*Supplied records*
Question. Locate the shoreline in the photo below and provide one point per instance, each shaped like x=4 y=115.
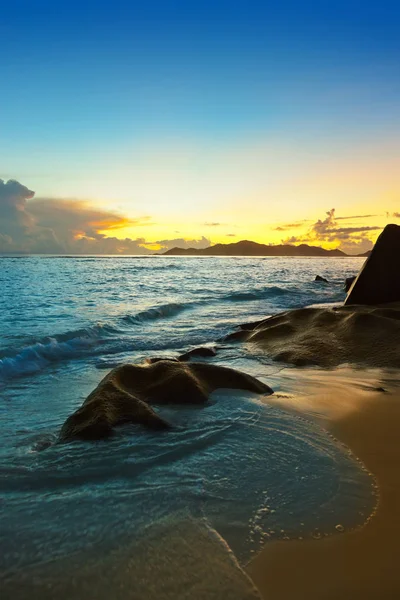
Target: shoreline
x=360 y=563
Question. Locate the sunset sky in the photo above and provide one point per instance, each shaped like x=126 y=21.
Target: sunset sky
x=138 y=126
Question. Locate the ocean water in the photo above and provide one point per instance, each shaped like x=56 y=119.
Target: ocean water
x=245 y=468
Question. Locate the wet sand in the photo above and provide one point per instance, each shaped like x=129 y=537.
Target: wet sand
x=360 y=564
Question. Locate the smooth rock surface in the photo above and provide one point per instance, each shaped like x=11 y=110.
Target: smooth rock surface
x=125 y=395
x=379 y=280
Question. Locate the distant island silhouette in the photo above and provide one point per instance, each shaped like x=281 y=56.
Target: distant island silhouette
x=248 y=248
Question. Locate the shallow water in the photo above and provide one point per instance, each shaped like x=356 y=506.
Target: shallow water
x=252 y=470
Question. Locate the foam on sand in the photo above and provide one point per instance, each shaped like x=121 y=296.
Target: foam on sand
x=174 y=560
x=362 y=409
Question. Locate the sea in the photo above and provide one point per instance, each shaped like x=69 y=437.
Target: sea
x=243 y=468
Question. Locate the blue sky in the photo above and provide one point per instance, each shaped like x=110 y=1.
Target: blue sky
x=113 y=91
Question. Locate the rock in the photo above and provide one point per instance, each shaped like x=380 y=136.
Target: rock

*Job*
Please copy every line above word for word, from the first to the last, leaving out the picture.

*Correct result*
Question. Locate the shoreline in the photo below and provide one point per instance, each shaped like x=4 y=115.
Target: shoreline
x=360 y=563
Question. Locate the sunset sky in the photo above and provide one point per instance, each shaped like x=126 y=21.
Target: sunset sky
x=138 y=126
Question. Locate the ocean water in the photo above and provide one point per instance, each shaped like x=56 y=119.
Target: ocean water
x=245 y=468
Question. Locate the wet sand in the photo above and provide one point per instance, each shaped like x=129 y=537.
Target: wet sand
x=360 y=564
Question. Locate the smooth rock surface in the photo above and provide one point per instance, each shaped like x=11 y=110.
Target: smooth rock surface
x=125 y=395
x=379 y=280
Question. Locate the distant island silhouette in the photo above and provide one point per instance, each shaped like x=281 y=56.
Target: distant island silhouette
x=248 y=248
Question. Locate the shallow water in the photo above and provide one point per instance, each shaped like x=356 y=506.
Target: shallow water
x=252 y=470
Question. Locate the foam on sand in the photo above and provide one point per instance, each shaped like x=121 y=296.
Target: foam on sand
x=174 y=560
x=362 y=409
Question. Locate the sea in the photo above and provide one point per instance, each shaped like x=69 y=437.
Target: sea
x=243 y=468
Question. Locate the blue sky in the photo above and provide one point per instance, each shaped like x=110 y=1.
Target: blue sky
x=113 y=91
Question. Locate the rock in the photo above and provide one point per instance, each shaped like x=380 y=136.
Target: rock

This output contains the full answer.